[start of EXTRACTED ENTRIES]

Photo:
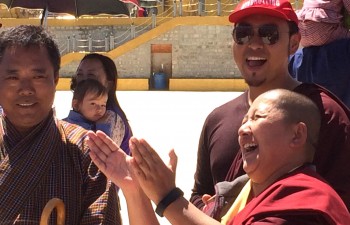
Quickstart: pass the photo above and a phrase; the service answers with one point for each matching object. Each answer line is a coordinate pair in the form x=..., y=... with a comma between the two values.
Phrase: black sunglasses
x=243, y=33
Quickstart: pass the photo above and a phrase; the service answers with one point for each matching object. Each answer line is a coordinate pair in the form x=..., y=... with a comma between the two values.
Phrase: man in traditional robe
x=42, y=157
x=277, y=139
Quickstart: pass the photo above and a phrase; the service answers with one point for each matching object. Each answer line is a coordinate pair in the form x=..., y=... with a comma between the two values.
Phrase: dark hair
x=30, y=35
x=89, y=86
x=112, y=75
x=293, y=28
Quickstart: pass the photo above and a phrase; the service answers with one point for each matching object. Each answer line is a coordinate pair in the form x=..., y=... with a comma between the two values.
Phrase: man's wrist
x=172, y=196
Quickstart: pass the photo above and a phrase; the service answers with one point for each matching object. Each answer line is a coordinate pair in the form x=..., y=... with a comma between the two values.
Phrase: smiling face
x=265, y=138
x=259, y=63
x=93, y=107
x=93, y=69
x=27, y=86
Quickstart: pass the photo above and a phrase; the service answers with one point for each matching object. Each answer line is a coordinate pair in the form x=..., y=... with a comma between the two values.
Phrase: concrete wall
x=198, y=51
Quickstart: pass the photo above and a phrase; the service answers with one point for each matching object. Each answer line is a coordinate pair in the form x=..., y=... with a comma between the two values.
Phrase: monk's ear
x=294, y=43
x=299, y=137
x=75, y=105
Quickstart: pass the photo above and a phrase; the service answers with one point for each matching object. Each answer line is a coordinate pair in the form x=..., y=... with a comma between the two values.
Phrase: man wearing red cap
x=265, y=34
x=283, y=132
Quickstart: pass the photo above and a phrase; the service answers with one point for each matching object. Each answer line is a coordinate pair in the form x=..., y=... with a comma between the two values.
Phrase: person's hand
x=209, y=202
x=155, y=178
x=111, y=160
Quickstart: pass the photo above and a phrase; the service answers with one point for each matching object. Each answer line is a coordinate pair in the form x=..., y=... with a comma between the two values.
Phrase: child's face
x=93, y=108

[end of EXTRACTED ENTRIES]

Copy the whole listing above word for word but do not carry over the pictures.

• **FULL RESPONSE**
Photo:
Quickstart: pass the photo above and a phrase; the service answers with one point for each matching object. Each answer line is a coordinate pair in the form x=..., y=... with a comma between the two values.
Phrase: black sunglasses
x=243, y=33
Quickstart: pass the photo above and a phrase; the service answers with one point for each matching object. Each answer line is a coordinate pair in the form x=..., y=... with a comma between the two values.
Phrase: man in traditional robe
x=42, y=157
x=277, y=139
Quickstart: pass the photo above and a phrase; the service answers with one point for each matching object. Each answer line is a coordinate pair in the form x=..., y=... with a comma between the two values.
Phrase: dark hair
x=30, y=35
x=89, y=86
x=112, y=75
x=293, y=28
Quickstart: pass the photo above and a phrase; the service answers with one point for each matching object. Each answer line is a coordinate pair in the form x=..., y=... with a comma between the two values.
Phrase: man's wrist
x=172, y=196
Quickstart: pass the photo above and a phrase; the service answers with one point for each matching object. Each answer line is a coordinate pair in the form x=..., y=... with a comma between the two values.
Phrase: smiling face
x=265, y=138
x=259, y=63
x=93, y=107
x=93, y=69
x=27, y=86
Quickstart: pass the photo above and a phrase; the service answers with one point for each matching object. Each answer line is a coordinate pair in the form x=..., y=... with a comma between the two values.
Phrase: concrete wall
x=198, y=51
Quickstart: pass the photo above and a phrase; the service answers with one point for each matching object. Each answer line is a coordinate pair in the form x=..., y=... with a comma between the two values.
Phrase: monk's ear
x=294, y=43
x=299, y=137
x=75, y=105
Quickstart: pass the photo above and a phrase; the service answers with one point for each matching object. Each answer line is a coordinate pair in the form x=..., y=... with a comma between the two values.
Phrase: man wearing red cap
x=265, y=34
x=283, y=132
Quickstart: pass the photo above and a phrase; the service answers with one point for each matching object. Each answer line is a coordinate pair in the form x=..., y=... with a comma between the two values.
Phrase: person's hand
x=209, y=202
x=155, y=178
x=111, y=160
Quickstart: pass the photo above and a phrase; the service answers with one point for each matching object. Each answer line is a coordinate pair in the form x=..., y=... with a comma between the two values.
Phrase: child's face
x=93, y=108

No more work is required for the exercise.